Echo the excerpt on NSA surveillance word for word, in full.

# [SOURCE DOCUMENT]

┏━━

It's unlikely the NSA is taping phone calls within the country, Bamford
said. The agency used to do some illegal taping in the '70s, but they've
cleaned up their act since then, he said.

"Technically, the government does have the capability to record and analyze
the large percentage of the world's telecommunications. That's the NSA's
main function," said James Dempsey, senior staff counsel for the Center for
Democracy and Technology, in Washington.

Within the United States, however, it is illegal for the government to do
blanket recording of domestic conversations, and so they focus most of their
eavesdropping efforts overseas, Dempsey said.

Fort Meade is the hub of the Echelon satellite surveillance system, and its
goal is to intercept fax, email, and voice communications, said Dean, of the
Free Congress Foundation. "It probably is illegal, but they can do it," she
said.

"The NSA can read the time off your watch," Brill claimed in the film.

The National Reconnaissance Office, which maintains the satellite network
for the NSA, declined to comment on the resolution capabilities of its
satellite surveillance. And spokesman Art Haubold pointed out that, legally,
his organization is not allowed to turn its surveillance systems on the
United States.

┗━━

# [INFORMATION SHOWN]
┏━━

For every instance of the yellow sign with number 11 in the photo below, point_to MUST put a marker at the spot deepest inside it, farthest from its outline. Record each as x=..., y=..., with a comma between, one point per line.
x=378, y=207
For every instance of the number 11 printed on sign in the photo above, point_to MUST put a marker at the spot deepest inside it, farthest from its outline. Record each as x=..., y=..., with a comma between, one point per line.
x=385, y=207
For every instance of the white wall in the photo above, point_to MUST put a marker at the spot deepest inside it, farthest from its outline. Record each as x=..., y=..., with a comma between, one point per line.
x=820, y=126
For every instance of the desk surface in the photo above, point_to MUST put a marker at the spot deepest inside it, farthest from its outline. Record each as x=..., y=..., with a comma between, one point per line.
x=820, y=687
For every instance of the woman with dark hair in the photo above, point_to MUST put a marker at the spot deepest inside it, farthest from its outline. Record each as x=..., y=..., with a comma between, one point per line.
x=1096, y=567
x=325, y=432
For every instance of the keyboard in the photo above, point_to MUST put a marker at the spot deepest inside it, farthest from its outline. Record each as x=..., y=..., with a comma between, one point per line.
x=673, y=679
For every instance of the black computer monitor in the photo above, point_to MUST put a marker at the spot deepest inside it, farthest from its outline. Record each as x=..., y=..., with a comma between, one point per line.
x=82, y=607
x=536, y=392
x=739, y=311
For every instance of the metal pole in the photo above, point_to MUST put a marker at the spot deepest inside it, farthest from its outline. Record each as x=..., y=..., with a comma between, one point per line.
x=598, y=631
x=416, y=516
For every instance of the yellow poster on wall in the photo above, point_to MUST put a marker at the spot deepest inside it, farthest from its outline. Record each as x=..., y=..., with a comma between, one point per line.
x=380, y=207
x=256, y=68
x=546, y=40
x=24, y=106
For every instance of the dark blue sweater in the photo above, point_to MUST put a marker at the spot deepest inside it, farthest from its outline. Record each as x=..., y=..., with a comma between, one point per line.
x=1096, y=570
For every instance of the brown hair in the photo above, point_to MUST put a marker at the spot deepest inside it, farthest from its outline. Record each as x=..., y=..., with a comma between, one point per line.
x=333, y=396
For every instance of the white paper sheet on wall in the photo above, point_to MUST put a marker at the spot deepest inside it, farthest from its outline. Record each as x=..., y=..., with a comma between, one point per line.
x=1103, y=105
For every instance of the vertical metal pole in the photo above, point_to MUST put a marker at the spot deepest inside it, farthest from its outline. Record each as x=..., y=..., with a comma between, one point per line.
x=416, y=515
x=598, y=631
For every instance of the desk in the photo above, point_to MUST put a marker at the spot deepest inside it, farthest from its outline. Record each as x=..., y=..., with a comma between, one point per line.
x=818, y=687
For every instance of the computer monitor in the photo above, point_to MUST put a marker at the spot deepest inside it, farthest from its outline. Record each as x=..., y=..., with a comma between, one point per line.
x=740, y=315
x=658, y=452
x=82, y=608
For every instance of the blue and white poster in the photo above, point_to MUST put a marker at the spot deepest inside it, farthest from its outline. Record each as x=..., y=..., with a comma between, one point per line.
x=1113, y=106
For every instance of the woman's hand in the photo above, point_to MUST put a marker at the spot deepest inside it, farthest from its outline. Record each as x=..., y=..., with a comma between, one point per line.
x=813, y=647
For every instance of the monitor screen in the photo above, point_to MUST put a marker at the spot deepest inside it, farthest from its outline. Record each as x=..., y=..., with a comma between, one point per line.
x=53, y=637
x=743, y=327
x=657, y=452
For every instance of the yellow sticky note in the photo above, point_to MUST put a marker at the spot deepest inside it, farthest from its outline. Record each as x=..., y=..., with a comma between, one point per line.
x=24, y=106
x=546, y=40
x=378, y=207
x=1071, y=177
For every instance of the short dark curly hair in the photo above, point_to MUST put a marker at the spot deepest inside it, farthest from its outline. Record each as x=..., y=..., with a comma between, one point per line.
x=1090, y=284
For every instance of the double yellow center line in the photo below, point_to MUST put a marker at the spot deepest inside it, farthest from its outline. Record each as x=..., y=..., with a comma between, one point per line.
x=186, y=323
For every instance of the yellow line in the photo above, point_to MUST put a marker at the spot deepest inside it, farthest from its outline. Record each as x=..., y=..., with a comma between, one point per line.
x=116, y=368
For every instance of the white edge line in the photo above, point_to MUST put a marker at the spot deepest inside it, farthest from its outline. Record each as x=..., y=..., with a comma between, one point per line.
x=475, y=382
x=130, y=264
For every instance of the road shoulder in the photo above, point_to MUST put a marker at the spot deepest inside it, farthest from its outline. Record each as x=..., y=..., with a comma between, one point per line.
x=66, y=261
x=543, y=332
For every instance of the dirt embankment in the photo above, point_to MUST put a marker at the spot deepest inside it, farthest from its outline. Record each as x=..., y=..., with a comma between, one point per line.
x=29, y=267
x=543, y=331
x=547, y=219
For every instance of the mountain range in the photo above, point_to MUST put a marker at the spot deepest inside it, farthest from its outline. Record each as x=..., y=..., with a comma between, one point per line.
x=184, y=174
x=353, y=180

┗━━

# [SOLUTION TO THE PROBLEM]
It's unlikely the NSA is taping phone calls within the country, Bamford
said. The agency used to do some illegal taping in the '70s, but they've
cleaned up their act since then, he said.

"Technically, the government does have the capability to record and analyze
the large percentage of the world's telecommunications. That's the NSA's
main function," said James Dempsey, senior staff counsel for the Center for
Democracy and Technology, in Washington.

Within the United States, however, it is illegal for the government to do
blanket recording of domestic conversations, and so they focus most of their
eavesdropping efforts overseas, Dempsey said.

Fort Meade is the hub of the Echelon satellite surveillance system, and its
goal is to intercept fax, email, and voice communications, said Dean, of the
Free Congress Foundation. "It probably is illegal, but they can do it," she
said.

"The NSA can read the time off your watch," Brill claimed in the film.

The National Reconnaissance Office, which maintains the satellite network
for the NSA, declined to comment on the resolution capabilities of its
satellite surveillance. And spokesman Art Haubold pointed out that, legally,
his organization is not allowed to turn its surveillance systems on the
United States.